### Brano mostrato:
Pubblicato 1 anno fa

Come socializzano i bambini senza la scuola?

L'obiezione principale che viene fatta a chi sceglie l'istruzione parentale è quella relativa alla socialità: come possono socializzare i bambini senza la scuola?

Per fare una domanda o un'obiezione di questo tipo bisogna prima di tutto partire dalla consapevolezza che socialmente esiste un pregiudizio, cioè una convinzione di base scontata, secondo la quale l'unico modo per un bambino di socializzare sia quella di andare a scuola. Dunque se si incontra una famiglia che non manda a scuola il proprio figlio, facilmente si pensa che questi sarà un bambino isolato e magari taciturno, o comunque problematico.

Inoltre un'obiezione di questo tipo presuppone un altro tipo di pregiudizio, ossia la definizione stessa di 'socializzazione', che se è equiparata al fatto di andare a scuola deve significare qualcosa tipo: "socializzare significa stare più anni con 20/30 persone della stessa età (anche se magari non ti sono proprio simpatici), seguendo regole e principi imposti dagli adulti, dove spesso il tempo di giocare e stare semplicemente insieme si rivela assai ridotto, ovvero la ricreazione di 10 o 15 minuti".

Partirei dunque proprio da questo chiedendomi: esiste davvero una definizione unica di "socializzazione"? E poi, esiste davvero un unico modo per socializzare?

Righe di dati

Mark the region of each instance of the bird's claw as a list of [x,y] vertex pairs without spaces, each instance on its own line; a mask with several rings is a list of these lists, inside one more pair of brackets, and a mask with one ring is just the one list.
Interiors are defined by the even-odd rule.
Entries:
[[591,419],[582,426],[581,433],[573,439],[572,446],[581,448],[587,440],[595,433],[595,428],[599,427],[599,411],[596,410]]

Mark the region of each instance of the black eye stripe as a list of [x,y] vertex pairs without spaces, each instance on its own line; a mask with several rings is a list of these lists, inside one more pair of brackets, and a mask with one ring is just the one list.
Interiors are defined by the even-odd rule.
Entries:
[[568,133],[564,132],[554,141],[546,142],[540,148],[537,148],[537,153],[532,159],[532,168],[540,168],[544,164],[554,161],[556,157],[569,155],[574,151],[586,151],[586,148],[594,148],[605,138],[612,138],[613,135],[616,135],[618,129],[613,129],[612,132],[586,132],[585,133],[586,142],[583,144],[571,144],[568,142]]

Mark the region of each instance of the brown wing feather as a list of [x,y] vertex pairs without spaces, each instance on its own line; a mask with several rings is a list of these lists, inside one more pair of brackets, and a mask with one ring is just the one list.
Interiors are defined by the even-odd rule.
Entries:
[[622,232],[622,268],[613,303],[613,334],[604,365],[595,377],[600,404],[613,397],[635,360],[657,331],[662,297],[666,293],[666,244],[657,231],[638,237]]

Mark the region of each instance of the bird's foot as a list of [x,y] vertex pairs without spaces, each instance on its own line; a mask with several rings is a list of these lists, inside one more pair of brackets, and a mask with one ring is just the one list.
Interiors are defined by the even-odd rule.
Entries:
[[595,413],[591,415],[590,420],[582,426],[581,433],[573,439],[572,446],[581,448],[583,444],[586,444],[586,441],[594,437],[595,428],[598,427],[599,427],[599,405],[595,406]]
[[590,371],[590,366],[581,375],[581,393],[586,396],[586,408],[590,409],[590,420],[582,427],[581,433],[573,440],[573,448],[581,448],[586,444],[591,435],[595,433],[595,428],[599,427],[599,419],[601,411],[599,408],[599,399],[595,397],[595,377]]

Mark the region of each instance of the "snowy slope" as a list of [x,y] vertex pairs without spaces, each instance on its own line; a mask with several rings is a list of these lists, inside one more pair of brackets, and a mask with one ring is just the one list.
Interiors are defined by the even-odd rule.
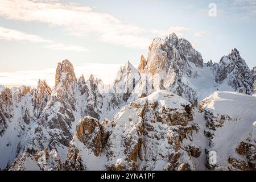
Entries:
[[202,101],[200,107],[208,113],[205,117],[210,117],[207,125],[209,124],[208,131],[213,138],[209,139],[208,150],[217,152],[216,169],[234,167],[230,165],[233,158],[243,160],[246,164],[248,161],[248,166],[253,163],[247,159],[249,157],[236,151],[242,142],[250,142],[252,148],[256,150],[256,130],[253,125],[256,119],[256,97],[236,92],[216,92]]

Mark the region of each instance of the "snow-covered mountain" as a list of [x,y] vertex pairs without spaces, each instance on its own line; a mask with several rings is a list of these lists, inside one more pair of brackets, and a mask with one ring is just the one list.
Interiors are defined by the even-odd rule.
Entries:
[[175,34],[110,86],[64,60],[52,88],[0,86],[0,168],[255,170],[255,68],[236,49],[204,63]]

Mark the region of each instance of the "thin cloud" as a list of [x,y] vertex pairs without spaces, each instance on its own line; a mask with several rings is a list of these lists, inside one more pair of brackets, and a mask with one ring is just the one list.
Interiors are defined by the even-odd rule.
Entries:
[[150,32],[152,34],[156,34],[162,36],[167,36],[172,32],[175,33],[178,36],[182,36],[190,29],[183,26],[171,27],[167,30],[151,29]]
[[196,32],[194,34],[194,36],[205,36],[207,34],[207,33],[205,31],[200,31],[200,32]]
[[6,28],[3,27],[0,27],[0,39],[9,41],[23,41],[32,43],[53,43],[51,40],[44,39],[37,35],[29,35],[16,30]]
[[[122,65],[120,64],[86,63],[74,66],[76,76],[79,78],[84,75],[85,79],[91,74],[95,78],[101,78],[104,84],[111,84]],[[38,80],[46,80],[49,85],[55,84],[56,69],[50,68],[38,71],[23,71],[12,72],[0,72],[0,85],[9,88],[28,85],[36,87]]]
[[73,51],[77,52],[88,51],[88,49],[82,47],[68,46],[63,44],[56,43],[52,40],[45,39],[38,35],[28,34],[16,30],[6,28],[3,27],[0,27],[0,40],[47,43],[48,45],[46,46],[46,47],[52,49]]
[[73,51],[77,52],[89,51],[88,49],[82,47],[77,46],[66,46],[63,44],[52,44],[46,46],[46,47],[56,50],[61,51]]
[[128,47],[145,49],[150,43],[148,38],[141,35],[146,31],[144,28],[124,23],[111,15],[97,13],[90,7],[74,3],[1,0],[0,16],[62,27],[73,36],[86,37],[93,34],[102,42]]

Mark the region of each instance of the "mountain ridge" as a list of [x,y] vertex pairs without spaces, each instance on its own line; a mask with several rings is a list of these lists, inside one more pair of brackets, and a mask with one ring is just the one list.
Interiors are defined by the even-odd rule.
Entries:
[[[247,101],[255,92],[255,72],[236,49],[219,63],[204,63],[191,44],[175,34],[154,39],[138,69],[127,61],[110,88],[93,75],[77,78],[72,63],[63,60],[52,88],[45,80],[36,88],[1,88],[0,168],[30,169],[29,161],[41,170],[96,169],[90,162],[102,170],[254,169],[249,155],[254,138],[234,141],[232,155],[218,167],[207,163],[215,132],[210,122],[231,132],[225,125],[239,119],[228,111],[222,117],[203,108],[221,91],[241,93]],[[253,134],[241,131],[243,136]]]

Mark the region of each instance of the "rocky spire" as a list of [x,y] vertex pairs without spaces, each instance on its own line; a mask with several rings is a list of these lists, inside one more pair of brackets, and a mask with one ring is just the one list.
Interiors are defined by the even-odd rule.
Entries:
[[84,78],[84,75],[82,75],[82,76],[80,76],[80,77],[79,78],[78,84],[80,85],[85,84],[85,79]]
[[55,86],[61,84],[66,85],[77,82],[73,65],[68,60],[59,63],[55,75]]
[[3,135],[13,117],[13,103],[11,91],[5,88],[0,92],[0,136]]
[[139,73],[141,74],[145,68],[146,65],[147,65],[147,60],[145,58],[144,58],[143,55],[141,55],[141,62],[139,63],[139,67],[138,67],[138,71]]
[[254,79],[254,82],[253,83],[253,92],[254,93],[256,93],[256,67],[253,68],[252,73],[253,75],[253,78]]
[[38,87],[32,94],[32,100],[34,104],[34,111],[36,116],[39,117],[49,98],[52,89],[46,82],[46,80],[39,80]]
[[214,65],[213,69],[217,83],[226,80],[236,91],[246,94],[253,92],[253,74],[236,48],[233,49],[229,55],[222,56],[219,64]]

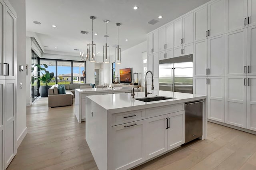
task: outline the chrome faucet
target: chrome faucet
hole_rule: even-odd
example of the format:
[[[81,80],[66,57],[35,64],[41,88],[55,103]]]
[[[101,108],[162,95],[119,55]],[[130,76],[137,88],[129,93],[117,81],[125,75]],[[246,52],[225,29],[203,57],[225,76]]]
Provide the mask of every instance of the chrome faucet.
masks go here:
[[[134,88],[136,87],[137,89],[138,89],[138,92],[139,92],[139,88],[138,87],[138,86],[134,86],[133,87],[133,89],[132,90],[132,93],[131,94],[131,95],[132,95],[132,99],[134,99],[134,96],[135,95],[135,93],[134,93]],[[132,93],[132,92],[131,91],[131,93]]]
[[[152,84],[151,86],[152,86],[152,88],[151,88],[151,90],[154,90],[154,79],[153,78],[153,73],[152,71],[148,71],[147,73],[146,73],[146,76],[145,76],[145,97],[146,97],[148,96],[148,95],[149,94],[152,94],[150,93],[148,93],[148,91],[147,90],[147,74],[148,74],[148,73],[151,73],[151,75],[152,75]]]

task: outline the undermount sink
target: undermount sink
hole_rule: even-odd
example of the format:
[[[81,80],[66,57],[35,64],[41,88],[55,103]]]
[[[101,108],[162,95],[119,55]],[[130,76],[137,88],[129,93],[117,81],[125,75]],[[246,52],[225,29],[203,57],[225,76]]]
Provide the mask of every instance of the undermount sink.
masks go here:
[[[142,98],[135,99],[135,100],[144,101],[144,102],[149,102],[150,101],[159,101],[160,100],[168,100],[170,99],[175,99],[174,97],[165,97],[164,96],[156,96],[149,97],[144,97]]]

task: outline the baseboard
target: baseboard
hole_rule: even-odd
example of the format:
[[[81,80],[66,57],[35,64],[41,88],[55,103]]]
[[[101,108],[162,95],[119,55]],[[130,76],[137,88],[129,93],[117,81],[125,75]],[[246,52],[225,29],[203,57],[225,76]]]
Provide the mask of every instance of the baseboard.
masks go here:
[[[28,127],[26,127],[25,129],[23,130],[23,131],[21,133],[20,135],[18,138],[17,139],[16,142],[16,146],[17,148],[18,148],[20,146],[20,145],[21,143],[21,142],[23,140],[25,136],[26,136],[26,134],[28,133]]]

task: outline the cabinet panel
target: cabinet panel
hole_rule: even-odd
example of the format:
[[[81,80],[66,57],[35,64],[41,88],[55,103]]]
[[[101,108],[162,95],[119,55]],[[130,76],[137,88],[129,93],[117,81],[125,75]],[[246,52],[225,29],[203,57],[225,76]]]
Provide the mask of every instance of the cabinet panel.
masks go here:
[[[225,122],[225,77],[208,79],[208,119]]]
[[[168,114],[168,149],[173,149],[185,142],[185,111]]]
[[[226,32],[247,27],[247,0],[226,0]]]
[[[182,45],[182,18],[181,18],[174,21],[174,46],[176,47]]]
[[[216,0],[208,5],[209,37],[225,34],[225,0]]]
[[[225,36],[226,75],[246,75],[247,29]]]
[[[194,76],[206,76],[208,68],[208,42],[204,40],[194,44]]]
[[[205,6],[194,12],[194,42],[207,38],[206,32],[207,29],[207,6]]]
[[[247,75],[256,75],[256,26],[248,28]],[[249,67],[248,67],[249,66]]]
[[[167,151],[167,116],[166,115],[147,119],[145,126],[146,159]]]
[[[247,128],[246,76],[226,76],[225,123]]]
[[[192,43],[194,41],[193,38],[193,13],[191,13],[183,18],[184,44]]]
[[[225,35],[208,39],[209,76],[225,75]]]
[[[247,128],[256,131],[256,76],[248,76]]]

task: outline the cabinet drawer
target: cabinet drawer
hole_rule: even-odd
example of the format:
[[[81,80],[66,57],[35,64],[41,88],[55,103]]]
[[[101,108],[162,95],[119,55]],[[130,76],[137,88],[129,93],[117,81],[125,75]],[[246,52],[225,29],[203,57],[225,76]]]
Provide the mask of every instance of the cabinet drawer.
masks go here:
[[[184,103],[161,106],[146,109],[147,118],[184,110]]]
[[[141,120],[145,117],[145,110],[139,110],[112,115],[112,125]]]

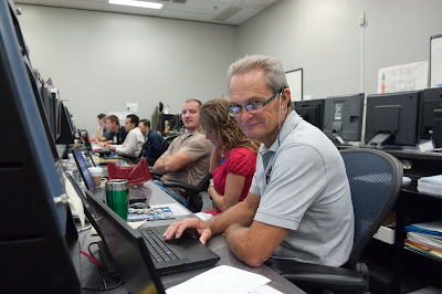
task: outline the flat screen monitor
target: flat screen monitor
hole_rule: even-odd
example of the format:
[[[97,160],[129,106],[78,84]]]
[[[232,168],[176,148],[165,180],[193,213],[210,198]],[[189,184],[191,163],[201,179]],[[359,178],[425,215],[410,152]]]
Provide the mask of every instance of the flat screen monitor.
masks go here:
[[[323,132],[336,144],[359,141],[362,133],[365,94],[325,99]]]
[[[376,94],[367,97],[366,143],[382,146],[415,146],[419,143],[421,91]]]
[[[296,113],[315,127],[323,129],[325,99],[295,101]]]
[[[67,107],[61,102],[61,123],[60,123],[60,136],[56,139],[56,144],[73,144],[75,129],[71,120],[71,114]]]
[[[76,166],[80,174],[82,175],[83,181],[86,185],[87,190],[94,192],[94,180],[92,179],[91,172],[87,169],[86,160],[84,160],[84,157],[78,146],[75,146],[74,149],[72,149],[72,155],[74,156]]]
[[[442,147],[442,87],[425,88],[421,98],[420,136]]]
[[[13,2],[0,1],[1,291],[81,293],[78,235],[23,45]]]

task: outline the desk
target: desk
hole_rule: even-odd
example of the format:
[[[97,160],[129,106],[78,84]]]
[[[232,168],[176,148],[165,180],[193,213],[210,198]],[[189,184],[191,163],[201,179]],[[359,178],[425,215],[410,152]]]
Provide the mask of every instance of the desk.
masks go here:
[[[149,203],[150,204],[165,204],[165,203],[178,203],[175,199],[172,199],[169,195],[165,193],[161,189],[159,189],[157,186],[155,186],[154,182],[148,181],[145,182],[144,186],[148,188],[147,192],[148,199],[150,198]],[[191,213],[191,212],[190,212]],[[169,224],[175,221],[182,220],[188,217],[194,217],[194,214],[187,214],[187,216],[179,216],[173,220],[159,220],[159,221],[148,221],[145,222],[143,227],[157,227],[157,225],[164,225],[164,224]],[[90,233],[90,230],[80,233],[80,246],[83,251],[87,252],[87,245],[91,242],[96,242],[99,240],[98,237],[92,237]],[[271,280],[271,282],[267,284],[272,286],[273,288],[281,291],[282,293],[304,293],[301,288],[278,275],[276,272],[274,272],[272,269],[266,266],[265,264],[259,266],[259,267],[251,267],[243,263],[242,261],[238,260],[234,254],[230,251],[228,248],[224,237],[223,235],[215,235],[211,238],[208,242],[208,246],[215,252],[218,255],[220,255],[221,260],[217,263],[217,265],[231,265],[241,270],[250,271],[253,273],[257,273],[261,275],[264,275]],[[97,251],[97,248],[94,246],[92,248],[93,252]],[[97,256],[98,254],[96,254]],[[92,264],[85,256],[81,256],[81,267],[82,267],[82,286],[83,287],[95,287],[96,283],[96,266]],[[206,269],[199,269],[194,271],[189,271],[189,272],[182,272],[182,273],[176,273],[176,274],[170,274],[170,275],[165,275],[161,276],[161,282],[165,285],[165,287],[170,287],[176,284],[179,284],[181,282],[187,281],[190,277],[193,277],[200,273],[203,273],[210,267]],[[113,291],[113,293],[125,293],[123,286],[116,288]]]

### Compito breve:
Cita alla lettera il brano sulla socializzazione dei bambini senza scuola da "Pubblicato 1 anno" a "o comunque problematico.". Le voci provengono da un'altra fonte.

### Risultato atteso:
Pubblicato 1 anno fa

Come socializzano i bambini senza la scuola?

L'obiezione principale che viene fatta a chi sceglie l'istruzione parentale è quella relativa alla socialità: come possono socializzare i bambini senza la scuola?

Per fare una domanda o un'obiezione di questo tipo bisogna prima di tutto partire dalla consapevolezza che socialmente esiste un pregiudizio, cioè una convinzione di base scontata, secondo la quale l'unico modo per un bambino di socializzare sia quella di andare a scuola. Dunque se si incontra una famiglia che non manda a scuola il proprio figlio, facilmente si pensa che questi sarà un bambino isolato e magari taciturno, o comunque problematico.